- [What you need to do]: Locate every line in the records that contains the string "pixel" and copy each one.

>>>

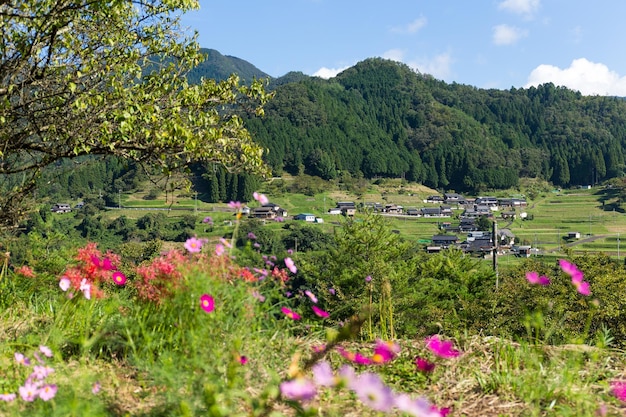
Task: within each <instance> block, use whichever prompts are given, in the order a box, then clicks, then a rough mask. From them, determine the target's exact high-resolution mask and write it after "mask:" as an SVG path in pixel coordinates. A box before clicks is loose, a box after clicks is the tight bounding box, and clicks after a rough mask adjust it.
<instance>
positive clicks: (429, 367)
mask: <svg viewBox="0 0 626 417" xmlns="http://www.w3.org/2000/svg"><path fill="white" fill-rule="evenodd" d="M415 366H416V367H417V370H418V371H420V372H424V373H430V372H432V371H433V370H434V369H435V364H434V363H432V362H428V361H427V360H426V359H424V358H420V357H419V356H418V357H417V358H415Z"/></svg>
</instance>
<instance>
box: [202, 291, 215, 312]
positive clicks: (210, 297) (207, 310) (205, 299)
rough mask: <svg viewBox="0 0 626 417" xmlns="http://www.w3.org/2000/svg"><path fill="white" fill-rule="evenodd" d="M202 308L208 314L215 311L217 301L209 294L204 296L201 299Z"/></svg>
mask: <svg viewBox="0 0 626 417" xmlns="http://www.w3.org/2000/svg"><path fill="white" fill-rule="evenodd" d="M200 307H202V309H203V310H204V311H206V312H207V313H210V312H212V311H213V310H215V300H214V299H213V297H211V296H210V295H209V294H203V295H202V296H201V297H200Z"/></svg>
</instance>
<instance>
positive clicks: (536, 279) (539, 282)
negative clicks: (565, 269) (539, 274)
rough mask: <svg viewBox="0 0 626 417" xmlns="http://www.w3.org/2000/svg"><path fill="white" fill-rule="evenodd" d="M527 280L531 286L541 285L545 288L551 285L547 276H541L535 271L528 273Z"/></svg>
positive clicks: (529, 272)
mask: <svg viewBox="0 0 626 417" xmlns="http://www.w3.org/2000/svg"><path fill="white" fill-rule="evenodd" d="M526 279H527V280H528V282H530V283H531V284H539V285H543V286H546V285H550V279H549V278H548V277H546V276H545V275H541V276H539V274H538V273H537V272H535V271H532V272H526Z"/></svg>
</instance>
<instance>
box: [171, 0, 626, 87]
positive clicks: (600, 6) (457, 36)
mask: <svg viewBox="0 0 626 417" xmlns="http://www.w3.org/2000/svg"><path fill="white" fill-rule="evenodd" d="M182 24H183V26H184V27H186V28H189V30H190V31H194V30H195V31H197V32H198V42H199V44H200V46H202V47H204V48H212V49H216V50H218V51H219V52H220V53H222V54H224V55H231V56H236V57H238V58H241V59H245V60H246V61H249V62H250V63H252V64H253V65H255V66H256V67H257V68H259V69H260V70H262V71H264V72H266V73H267V74H269V75H271V76H273V77H279V76H282V75H284V74H286V73H287V72H289V71H301V72H303V73H305V74H308V75H317V76H320V77H324V78H329V77H332V76H335V75H336V74H337V73H338V72H340V71H341V70H343V69H345V68H348V67H350V66H353V65H355V64H356V63H357V62H359V61H362V60H364V59H367V58H370V57H382V58H388V59H393V60H396V61H401V62H404V63H405V64H407V65H409V66H410V67H412V68H414V69H416V70H418V71H420V72H422V73H428V74H431V75H433V76H434V77H435V78H437V79H440V80H444V81H446V82H448V83H452V82H457V83H460V84H468V85H473V86H476V87H480V88H498V89H509V88H511V87H516V88H519V87H529V86H531V85H538V84H542V83H546V82H553V83H554V84H556V85H562V86H566V87H569V88H572V89H574V90H578V91H580V92H581V93H583V94H585V95H607V94H608V95H619V96H626V0H596V1H593V2H592V1H583V0H412V1H409V0H387V1H385V2H382V1H373V0H360V1H348V0H266V1H264V2H259V1H253V0H229V1H224V0H222V1H213V0H200V10H199V11H194V12H189V13H187V14H185V15H184V16H183V19H182Z"/></svg>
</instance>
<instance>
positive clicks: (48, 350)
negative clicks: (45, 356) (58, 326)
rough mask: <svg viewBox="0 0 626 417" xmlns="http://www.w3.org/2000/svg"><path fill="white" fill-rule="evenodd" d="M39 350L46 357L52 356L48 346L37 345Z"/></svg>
mask: <svg viewBox="0 0 626 417" xmlns="http://www.w3.org/2000/svg"><path fill="white" fill-rule="evenodd" d="M39 351H40V352H41V353H43V354H44V356H46V357H47V358H51V357H52V350H50V348H49V347H48V346H44V345H40V346H39Z"/></svg>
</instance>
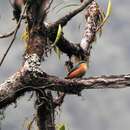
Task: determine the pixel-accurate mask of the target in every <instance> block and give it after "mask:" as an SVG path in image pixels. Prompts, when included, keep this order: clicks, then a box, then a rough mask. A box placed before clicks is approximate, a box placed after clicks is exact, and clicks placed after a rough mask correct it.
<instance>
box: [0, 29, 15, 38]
mask: <svg viewBox="0 0 130 130" xmlns="http://www.w3.org/2000/svg"><path fill="white" fill-rule="evenodd" d="M15 30H16V29H15ZM15 30H13V31H12V32H9V33H7V34H3V35H0V39H2V38H7V37H10V36H12V35H13V34H14V32H15Z"/></svg>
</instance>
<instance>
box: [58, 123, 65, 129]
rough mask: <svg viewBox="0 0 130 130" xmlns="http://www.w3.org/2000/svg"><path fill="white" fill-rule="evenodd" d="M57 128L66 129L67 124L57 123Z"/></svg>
mask: <svg viewBox="0 0 130 130" xmlns="http://www.w3.org/2000/svg"><path fill="white" fill-rule="evenodd" d="M56 130H65V125H64V124H63V123H61V124H57V125H56Z"/></svg>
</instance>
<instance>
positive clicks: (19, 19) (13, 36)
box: [0, 2, 27, 66]
mask: <svg viewBox="0 0 130 130" xmlns="http://www.w3.org/2000/svg"><path fill="white" fill-rule="evenodd" d="M26 9H27V2H26V4H25V6H24V9H23V12H22V15H21V17H20V19H19V21H18V24H17V27H16V29H15V31H14V32H13V34H14V36H13V39H12V41H11V42H10V44H9V47H8V48H7V50H6V52H5V53H4V56H3V57H2V59H1V61H0V66H1V65H2V63H3V61H4V59H5V57H6V56H7V54H8V52H9V50H10V48H11V47H12V45H13V43H14V41H15V38H16V35H17V32H18V29H19V27H20V24H21V21H22V18H23V15H24V14H25V12H26Z"/></svg>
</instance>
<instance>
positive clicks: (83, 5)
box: [52, 0, 93, 27]
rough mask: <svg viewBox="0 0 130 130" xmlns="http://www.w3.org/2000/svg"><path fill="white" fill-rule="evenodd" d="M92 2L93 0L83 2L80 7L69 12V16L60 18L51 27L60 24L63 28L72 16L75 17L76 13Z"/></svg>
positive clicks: (55, 26) (85, 7) (76, 14)
mask: <svg viewBox="0 0 130 130" xmlns="http://www.w3.org/2000/svg"><path fill="white" fill-rule="evenodd" d="M92 1H93V0H88V1H86V2H84V3H83V5H82V6H81V7H79V8H78V9H76V10H74V11H72V12H70V13H69V14H67V15H65V16H63V17H62V18H60V19H59V20H57V21H56V22H55V23H54V24H53V25H52V26H53V27H54V26H55V27H57V26H58V25H59V24H61V26H65V25H66V24H67V23H68V22H69V21H70V20H71V19H72V18H73V17H74V16H76V15H77V14H78V13H80V12H81V11H83V10H84V9H85V8H86V7H87V6H88V5H89V4H90V3H91V2H92Z"/></svg>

<<<

- [Result]:
Task: within each <instance> block, use whichever prompts are given, in the order a box, then clicks, then a rough mask. From them, determine the target's exact high-resolution mask and write it after "mask:" as an SVG path in pixel coordinates. A box before clicks is loose, a box after clicks is the tight bounding box, and clicks after a rough mask adjust it.
Task: determine the pixel-accurate mask of the target in every <instance> block and give it after "mask:" as an SVG path in image pixels. Prompts, when included, keep this order: clicks, then a box, then a rough mask. A box placed before clicks is approximate, a box placed after clicks is exact, and clicks placed after a rough mask correct it.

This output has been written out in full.